*PROVIDED INFORMATION:*
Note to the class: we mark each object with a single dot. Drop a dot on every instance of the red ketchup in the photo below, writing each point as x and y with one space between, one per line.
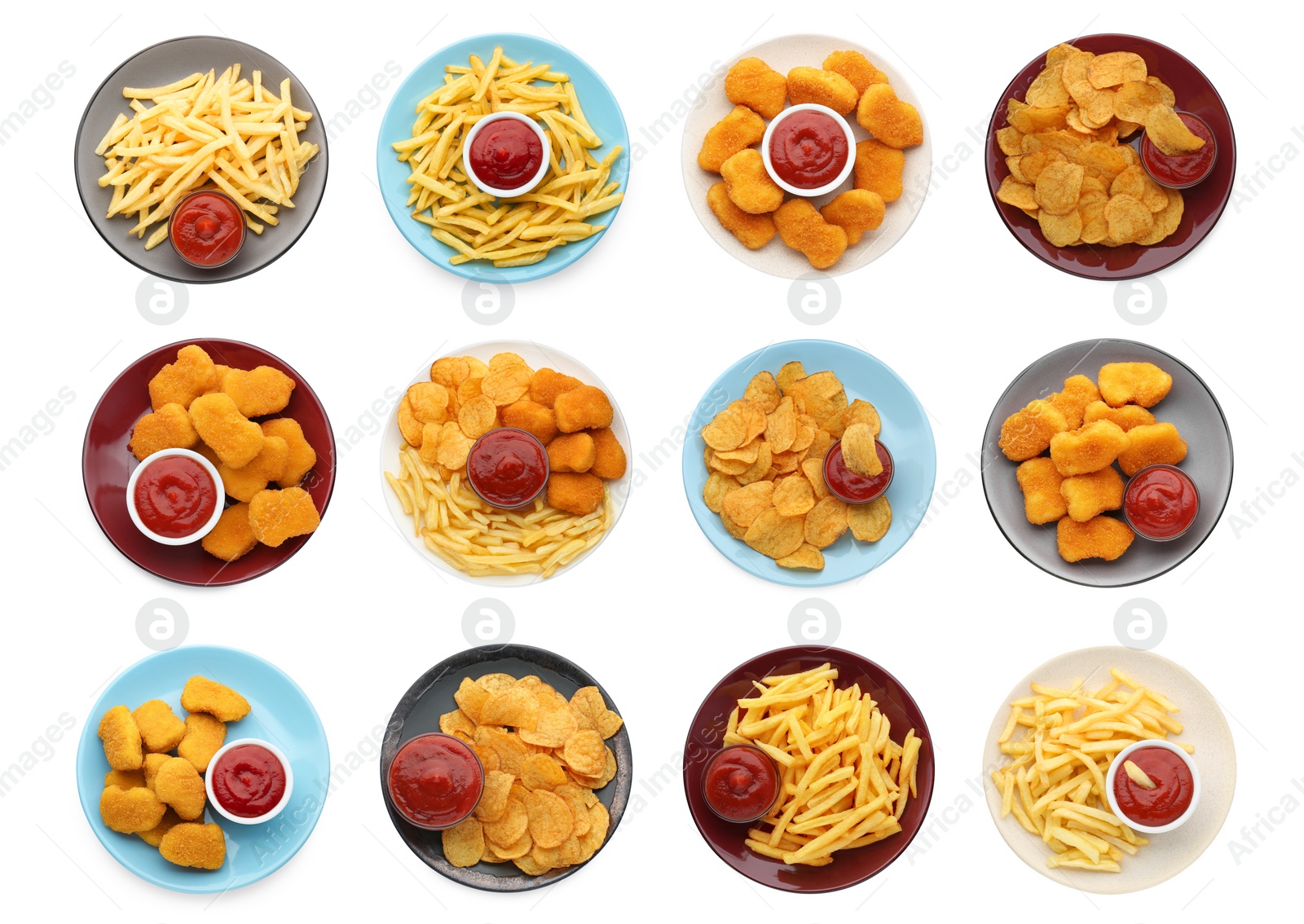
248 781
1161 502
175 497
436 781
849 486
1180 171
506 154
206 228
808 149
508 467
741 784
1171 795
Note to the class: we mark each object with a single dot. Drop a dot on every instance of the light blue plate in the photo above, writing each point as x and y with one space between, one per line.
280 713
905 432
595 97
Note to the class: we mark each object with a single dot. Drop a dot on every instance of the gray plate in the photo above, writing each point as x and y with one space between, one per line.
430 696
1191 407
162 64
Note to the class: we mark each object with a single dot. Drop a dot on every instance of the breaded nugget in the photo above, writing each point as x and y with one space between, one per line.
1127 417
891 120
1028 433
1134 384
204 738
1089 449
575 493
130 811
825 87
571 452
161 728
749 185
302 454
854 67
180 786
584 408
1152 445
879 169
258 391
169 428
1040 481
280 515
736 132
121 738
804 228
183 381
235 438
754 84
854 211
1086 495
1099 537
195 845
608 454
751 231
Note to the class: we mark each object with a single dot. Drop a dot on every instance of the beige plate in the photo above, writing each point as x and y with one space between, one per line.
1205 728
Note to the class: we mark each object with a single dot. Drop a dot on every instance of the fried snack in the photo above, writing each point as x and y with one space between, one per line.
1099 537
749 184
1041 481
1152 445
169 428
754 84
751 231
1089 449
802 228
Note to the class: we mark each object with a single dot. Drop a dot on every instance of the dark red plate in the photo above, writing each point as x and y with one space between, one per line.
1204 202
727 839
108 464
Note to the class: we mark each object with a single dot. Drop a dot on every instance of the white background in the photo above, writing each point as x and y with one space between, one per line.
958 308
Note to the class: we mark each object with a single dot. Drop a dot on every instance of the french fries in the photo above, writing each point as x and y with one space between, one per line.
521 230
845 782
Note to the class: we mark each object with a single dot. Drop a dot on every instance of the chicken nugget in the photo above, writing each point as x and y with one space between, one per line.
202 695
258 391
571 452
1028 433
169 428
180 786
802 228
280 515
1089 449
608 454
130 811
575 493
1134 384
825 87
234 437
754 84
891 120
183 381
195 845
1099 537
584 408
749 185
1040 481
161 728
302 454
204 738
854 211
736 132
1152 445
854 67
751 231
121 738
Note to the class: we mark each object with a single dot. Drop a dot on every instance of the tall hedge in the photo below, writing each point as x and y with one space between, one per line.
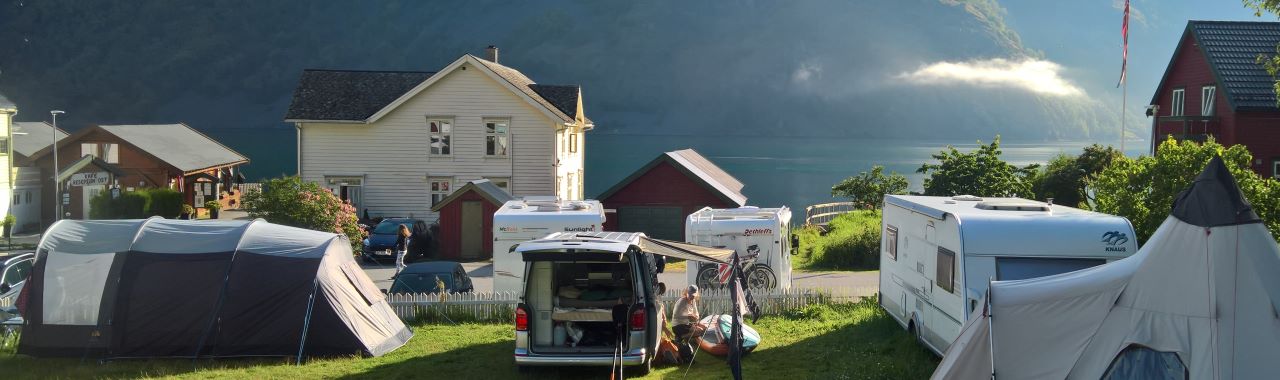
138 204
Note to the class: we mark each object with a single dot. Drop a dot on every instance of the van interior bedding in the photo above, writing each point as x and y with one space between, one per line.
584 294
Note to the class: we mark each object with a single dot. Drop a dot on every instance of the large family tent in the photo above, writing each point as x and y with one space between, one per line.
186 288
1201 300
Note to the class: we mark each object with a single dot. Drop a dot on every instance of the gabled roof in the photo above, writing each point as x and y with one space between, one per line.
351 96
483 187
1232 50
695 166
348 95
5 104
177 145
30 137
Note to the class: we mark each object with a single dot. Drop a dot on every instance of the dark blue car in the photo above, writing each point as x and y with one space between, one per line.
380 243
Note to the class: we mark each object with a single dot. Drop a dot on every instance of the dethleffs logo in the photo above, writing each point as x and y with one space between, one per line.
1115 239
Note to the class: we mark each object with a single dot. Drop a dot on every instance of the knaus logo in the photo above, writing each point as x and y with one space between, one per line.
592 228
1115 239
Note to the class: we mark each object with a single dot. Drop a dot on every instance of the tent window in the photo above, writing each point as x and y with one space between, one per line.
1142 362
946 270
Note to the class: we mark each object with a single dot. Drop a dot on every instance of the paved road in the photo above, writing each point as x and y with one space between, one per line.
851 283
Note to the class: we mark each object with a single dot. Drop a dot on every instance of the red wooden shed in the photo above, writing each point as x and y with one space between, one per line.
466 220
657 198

*WHAT IS BEING ASKED:* Reproduce every line above word for word, leaving out the pictures.

*THE SOLUTION:*
Note to the class: we mark each object with a single dot. Drop a dot on every instance of the red ketchup in the photo below, writing each point as x and y with one space between, one per line.
248 781
1161 502
175 497
436 781
849 486
1180 171
506 154
206 228
808 149
508 467
741 784
1171 795
Note to the class: we mark each object with a single dot. Drop a dot on every instance of the light blue plate in the photo above, writing each point as x and y with one space between, one per line.
280 713
905 432
595 97
Note to the class: we mark each object with a single dot. Drop a dot on every instance of the gray plate in the photo above, writing each point as x and y with one space between, one per line.
430 696
1191 407
162 64
Note to the class: we mark each object with a single dot. Drop a dot on every instance of the breaded nugget in the photo above, writing each point as x and y with one space between, one per line.
1127 417
891 120
1028 433
1134 384
204 738
1089 449
575 493
130 811
825 87
571 452
161 728
749 185
302 454
854 67
180 786
584 408
1152 445
879 169
258 391
169 428
1040 481
280 515
736 132
121 738
804 228
183 381
235 438
754 84
854 211
1086 495
1099 537
195 845
608 454
751 231
Note to the class: we mark each object with a single dot. Drop a dot on every instance of the beige plate in the photo above, writing each point as x and y with one space between, one per line.
1205 728
Note to the class: we mark each object with a single dot. Drop a dot on every instance of the fried snack in the photo above, writing each point as x and y with one space between, one per line.
1099 537
749 184
1041 481
1152 445
169 428
754 84
751 231
1089 449
802 228
Note to the class: we mark each object with a single dot. Drop a dot on every instance of the dark red plate in the photo above, writing each point as x and y with one space between, one per line.
1204 202
727 839
108 464
Note to the class: we mark each object with a single dot. Drop a dot on every instance of the white background in the photo above, writing each point as x and y with one space between, one per line.
958 308
Note to the class: we mark each object with a single dot. Drop a dot on every instance of the french fries in the photo above, writing each point as x and y with one space between, one per line.
521 230
845 782
Note to the class: we mark each object with a single dot. Drop a dot on every instance of the chicken nugget in the photo above, writing each point as x and y with one space between, one per line.
202 695
258 391
571 452
1028 433
169 428
180 786
802 228
280 515
1089 449
608 454
130 811
575 493
1134 384
825 87
234 437
754 84
891 120
183 381
195 845
1099 537
584 408
749 185
1040 481
161 728
302 454
204 738
854 211
736 132
1152 445
854 67
751 231
121 738
Note to the class: we mark each object with a single dot. Drop a dot on every instance of the tall hedge in the photo below, writing each point as x and y with one space between, one per line.
138 204
Note to the class: we mark each object with a single dot. Drop a dot on every instance of the van interior bedding in the photo above, writing each point as x and y with one space between, one per line.
584 294
Note to the class: we mark each object with a single dot. Drop a dot on every instance of the large family tent in the photo above, writing each point as x and y with one space between, one per line.
186 288
1201 300
Note to the class: we mark each object with a single dot. Drop a dot on every instance of the gabled roof in the photo above, writing each point as x and y with one space between, one per line.
351 96
483 187
1232 50
695 166
348 95
5 104
177 145
30 137
Note to the class: we mark each object with a single dot. Drop a dot on every instance of the dark blue car in the photo above, writing each point as x and y with one space between, one per line.
380 243
Note to the class: we mark each object with a single dot. Drop a dot on every instance of the dethleffs logo in the photo above, writing each point as x and y with one space between, one per line.
1115 239
Note to the class: we mark each object with a single dot. Drop a dot on every instance of the knaus logo in the photo above, writing each point as x and y with one space between, one per line.
592 228
1115 239
Note to the class: we mark each object with a single dot. Drop a dot on every instance of the tent window in the photo above, writing each point as x and y with one space between, one per line.
1142 362
946 270
Note to the class: we mark each object with a single dot. Drop a dot on every instance of the paved road in the photo above, writing each point as x and y with one space between, one per line.
851 283
Note to the class: we mark each object with a single dot. Drop a dot on every instance of the red wooden shed in the photo above, writing each point as x and y with one space between, one per line.
466 220
657 198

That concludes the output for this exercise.